PAGE EXTRACT:
>> Start

Assign5: Sorting Linked Lists

The power of lists

One of the advantages of a linked list over an array is its flexibility and efficiency when rearranging elements. Unlike arrays, which occupy contiguous memory locations and require shuffling (remember how arduous it was to shift all the elements over by one when implementing PQSortedArray?), reordering an element in a linked list is simply a matter of rewiring a few pointers. A task like sorting, which rearranges many elements in the collection, can have a distinct advantage when operating on a linked list instead of an array-backed data structure. For this portion of the assignment, you are to write the functions:

void mergeSort(ListNode*& list)
void quickSort(ListNode*& list)

which each rearrange the nodes of list into sorted order. Over the course of the assignment, you will implement both the Mergesort and Quicksort sorting algorithms, which were covered in Wednesday's lecture. If you haven't yet watched that lecture, we recommend starting there first.

This part of the assignment may seem daunting, but by breaking it down into small, testable steps, you’ll find the tasks much more manageable. Start by fully thinking through your strategy and ensure you thoroughly understand the algorithm you are implementing. We’ve outlined smaller steps below to help break down the coding down into more specific milestones:

Implement the three suggested helper functions for writing tests: deallocateList, createList, and checkListVectorEquality.

>> End

JOBS:
A: Print the stretch of the linked-list sorting assignment from "void quickSort(ListNode*& list)" through "createList, and checkListVectorEquality.".
B: Pick out every line of the records that contains the string "statue". Case matters.

[Recorded data]
>> Start

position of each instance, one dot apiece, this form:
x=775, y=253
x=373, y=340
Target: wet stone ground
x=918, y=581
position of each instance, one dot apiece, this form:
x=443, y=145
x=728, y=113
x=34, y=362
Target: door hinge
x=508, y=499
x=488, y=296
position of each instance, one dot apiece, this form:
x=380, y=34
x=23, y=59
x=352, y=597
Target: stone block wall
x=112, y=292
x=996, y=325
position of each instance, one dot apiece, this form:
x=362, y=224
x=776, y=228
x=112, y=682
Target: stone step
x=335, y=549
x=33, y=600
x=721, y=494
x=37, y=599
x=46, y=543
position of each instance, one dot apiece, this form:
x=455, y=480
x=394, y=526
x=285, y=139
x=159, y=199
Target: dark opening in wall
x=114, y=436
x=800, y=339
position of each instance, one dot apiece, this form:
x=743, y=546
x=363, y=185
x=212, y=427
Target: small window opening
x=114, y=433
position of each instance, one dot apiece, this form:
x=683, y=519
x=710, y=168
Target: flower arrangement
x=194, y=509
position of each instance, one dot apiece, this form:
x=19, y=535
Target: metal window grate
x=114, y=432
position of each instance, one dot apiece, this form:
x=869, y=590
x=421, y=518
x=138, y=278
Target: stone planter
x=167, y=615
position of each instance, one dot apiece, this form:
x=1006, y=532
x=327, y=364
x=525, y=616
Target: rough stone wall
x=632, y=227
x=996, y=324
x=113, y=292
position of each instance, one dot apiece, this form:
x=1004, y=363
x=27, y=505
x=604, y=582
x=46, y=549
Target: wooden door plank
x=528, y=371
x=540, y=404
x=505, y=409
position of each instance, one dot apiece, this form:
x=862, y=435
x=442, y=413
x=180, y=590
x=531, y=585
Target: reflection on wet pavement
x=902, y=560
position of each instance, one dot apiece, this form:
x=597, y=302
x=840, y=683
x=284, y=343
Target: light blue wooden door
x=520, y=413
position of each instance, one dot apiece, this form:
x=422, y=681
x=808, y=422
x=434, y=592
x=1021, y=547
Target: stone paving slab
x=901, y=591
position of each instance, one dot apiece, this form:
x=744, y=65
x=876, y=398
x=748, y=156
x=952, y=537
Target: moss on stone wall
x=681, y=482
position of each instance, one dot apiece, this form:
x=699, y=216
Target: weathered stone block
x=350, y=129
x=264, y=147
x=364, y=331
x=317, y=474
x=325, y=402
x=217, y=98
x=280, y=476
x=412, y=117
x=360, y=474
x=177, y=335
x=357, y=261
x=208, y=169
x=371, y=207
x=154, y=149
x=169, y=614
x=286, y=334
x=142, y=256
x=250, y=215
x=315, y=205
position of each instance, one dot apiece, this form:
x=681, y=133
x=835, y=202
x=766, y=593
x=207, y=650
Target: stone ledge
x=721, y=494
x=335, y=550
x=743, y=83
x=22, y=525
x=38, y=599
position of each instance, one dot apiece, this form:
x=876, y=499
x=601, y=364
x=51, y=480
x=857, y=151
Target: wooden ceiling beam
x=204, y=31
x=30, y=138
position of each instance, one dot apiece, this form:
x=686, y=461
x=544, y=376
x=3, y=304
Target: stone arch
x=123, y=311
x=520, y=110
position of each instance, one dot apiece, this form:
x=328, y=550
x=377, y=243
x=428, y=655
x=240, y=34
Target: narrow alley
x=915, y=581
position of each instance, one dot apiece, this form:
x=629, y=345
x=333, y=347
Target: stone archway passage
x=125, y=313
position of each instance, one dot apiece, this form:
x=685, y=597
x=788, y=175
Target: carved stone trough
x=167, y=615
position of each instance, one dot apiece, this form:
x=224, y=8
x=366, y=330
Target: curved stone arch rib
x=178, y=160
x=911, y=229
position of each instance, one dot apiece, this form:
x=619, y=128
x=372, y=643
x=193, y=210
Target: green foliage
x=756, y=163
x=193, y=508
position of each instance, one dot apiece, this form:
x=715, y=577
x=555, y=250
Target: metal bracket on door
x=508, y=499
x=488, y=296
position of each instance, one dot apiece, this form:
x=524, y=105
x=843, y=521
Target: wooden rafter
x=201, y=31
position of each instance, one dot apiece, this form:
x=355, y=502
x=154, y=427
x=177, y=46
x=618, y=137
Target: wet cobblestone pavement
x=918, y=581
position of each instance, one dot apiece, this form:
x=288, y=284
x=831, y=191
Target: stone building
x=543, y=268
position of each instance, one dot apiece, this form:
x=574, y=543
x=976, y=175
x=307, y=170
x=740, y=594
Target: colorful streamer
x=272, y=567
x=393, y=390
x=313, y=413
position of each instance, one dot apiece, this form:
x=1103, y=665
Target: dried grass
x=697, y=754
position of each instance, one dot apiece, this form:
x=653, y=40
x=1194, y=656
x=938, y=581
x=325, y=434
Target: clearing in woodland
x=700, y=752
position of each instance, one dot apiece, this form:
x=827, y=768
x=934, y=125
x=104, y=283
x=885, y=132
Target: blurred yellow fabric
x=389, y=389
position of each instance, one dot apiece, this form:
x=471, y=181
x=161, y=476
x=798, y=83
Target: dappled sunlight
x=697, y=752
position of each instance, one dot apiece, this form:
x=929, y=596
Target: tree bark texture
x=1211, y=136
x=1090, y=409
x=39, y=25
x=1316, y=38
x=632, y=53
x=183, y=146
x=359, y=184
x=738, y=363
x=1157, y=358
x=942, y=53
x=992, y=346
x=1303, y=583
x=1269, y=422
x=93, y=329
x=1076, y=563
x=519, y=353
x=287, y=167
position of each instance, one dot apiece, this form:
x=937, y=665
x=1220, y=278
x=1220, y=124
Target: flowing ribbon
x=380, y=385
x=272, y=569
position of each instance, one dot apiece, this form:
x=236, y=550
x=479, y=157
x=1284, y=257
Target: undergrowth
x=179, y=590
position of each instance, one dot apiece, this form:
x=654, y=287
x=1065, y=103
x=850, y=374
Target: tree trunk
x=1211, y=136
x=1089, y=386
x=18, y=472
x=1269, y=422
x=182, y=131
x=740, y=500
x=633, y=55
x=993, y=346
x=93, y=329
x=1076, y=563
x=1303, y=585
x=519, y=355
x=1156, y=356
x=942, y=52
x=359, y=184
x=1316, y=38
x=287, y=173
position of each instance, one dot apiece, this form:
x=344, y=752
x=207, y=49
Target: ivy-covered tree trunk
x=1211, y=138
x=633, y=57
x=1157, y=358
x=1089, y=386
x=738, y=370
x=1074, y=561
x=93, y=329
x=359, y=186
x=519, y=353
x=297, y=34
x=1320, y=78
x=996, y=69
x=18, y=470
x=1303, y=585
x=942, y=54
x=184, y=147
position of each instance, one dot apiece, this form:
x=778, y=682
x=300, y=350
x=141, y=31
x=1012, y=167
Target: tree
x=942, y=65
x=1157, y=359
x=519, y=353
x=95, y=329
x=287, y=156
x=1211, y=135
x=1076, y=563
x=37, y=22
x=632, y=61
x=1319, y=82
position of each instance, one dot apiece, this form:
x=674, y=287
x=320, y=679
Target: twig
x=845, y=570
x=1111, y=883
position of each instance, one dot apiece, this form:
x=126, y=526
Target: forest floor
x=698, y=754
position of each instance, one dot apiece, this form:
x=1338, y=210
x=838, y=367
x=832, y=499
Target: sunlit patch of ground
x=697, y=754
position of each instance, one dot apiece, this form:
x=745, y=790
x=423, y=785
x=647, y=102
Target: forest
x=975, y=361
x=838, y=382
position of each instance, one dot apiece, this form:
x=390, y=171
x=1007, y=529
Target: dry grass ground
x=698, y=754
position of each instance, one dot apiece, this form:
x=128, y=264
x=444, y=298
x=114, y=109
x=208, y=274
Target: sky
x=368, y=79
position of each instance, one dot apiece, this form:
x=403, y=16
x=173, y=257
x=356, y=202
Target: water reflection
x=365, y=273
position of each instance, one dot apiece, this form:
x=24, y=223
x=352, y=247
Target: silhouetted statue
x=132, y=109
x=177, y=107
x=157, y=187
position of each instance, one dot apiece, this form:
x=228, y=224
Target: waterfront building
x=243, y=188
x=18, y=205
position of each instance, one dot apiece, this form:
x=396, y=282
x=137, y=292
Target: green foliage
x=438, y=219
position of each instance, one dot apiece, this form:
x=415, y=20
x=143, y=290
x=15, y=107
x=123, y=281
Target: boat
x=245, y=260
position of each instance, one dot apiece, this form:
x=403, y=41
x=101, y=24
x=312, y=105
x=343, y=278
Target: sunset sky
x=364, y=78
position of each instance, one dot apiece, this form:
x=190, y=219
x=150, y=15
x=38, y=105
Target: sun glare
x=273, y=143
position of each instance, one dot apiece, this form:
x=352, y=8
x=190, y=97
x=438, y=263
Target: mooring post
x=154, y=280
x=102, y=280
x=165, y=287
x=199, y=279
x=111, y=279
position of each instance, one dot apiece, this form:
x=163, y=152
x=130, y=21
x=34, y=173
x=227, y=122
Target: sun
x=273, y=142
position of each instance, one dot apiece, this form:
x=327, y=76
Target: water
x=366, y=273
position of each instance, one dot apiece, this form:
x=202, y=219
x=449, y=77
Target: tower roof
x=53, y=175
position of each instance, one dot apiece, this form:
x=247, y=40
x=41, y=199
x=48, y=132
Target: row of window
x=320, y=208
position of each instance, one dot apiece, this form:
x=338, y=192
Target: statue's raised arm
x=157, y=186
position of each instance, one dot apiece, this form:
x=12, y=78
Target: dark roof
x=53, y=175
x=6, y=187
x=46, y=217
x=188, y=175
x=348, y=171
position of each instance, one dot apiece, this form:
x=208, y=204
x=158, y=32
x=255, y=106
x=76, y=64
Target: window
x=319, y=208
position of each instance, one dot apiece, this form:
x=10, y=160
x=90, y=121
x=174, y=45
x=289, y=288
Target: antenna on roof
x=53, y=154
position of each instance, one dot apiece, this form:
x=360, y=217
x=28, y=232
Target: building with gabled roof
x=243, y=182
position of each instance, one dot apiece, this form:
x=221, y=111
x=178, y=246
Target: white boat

>> End

ANSWERS IN ORDER:
A:
void quickSort(ListNode*& list)

which each rearrange the nodes of list into sorted order. Over the course of the assignment, you will implement both the Mergesort and Quicksort sorting algorithms, which were covered in Wednesday's lecture. If you haven't yet watched that lecture, we recommend starting there first.

This part of the assignment may seem daunting, but by breaking it down into small, testable steps, you’ll find the tasks much more manageable. Start by fully thinking through your strategy and ensure you thoroughly understand the algorithm you are implementing. We’ve outlined smaller steps below to help break down the coding down into more specific milestones:

Implement the three suggested helper functions for writing tests: deallocateList, createList, and checkListVectorEquality.

B:
Target: silhouetted statue
Target: statue's raised arm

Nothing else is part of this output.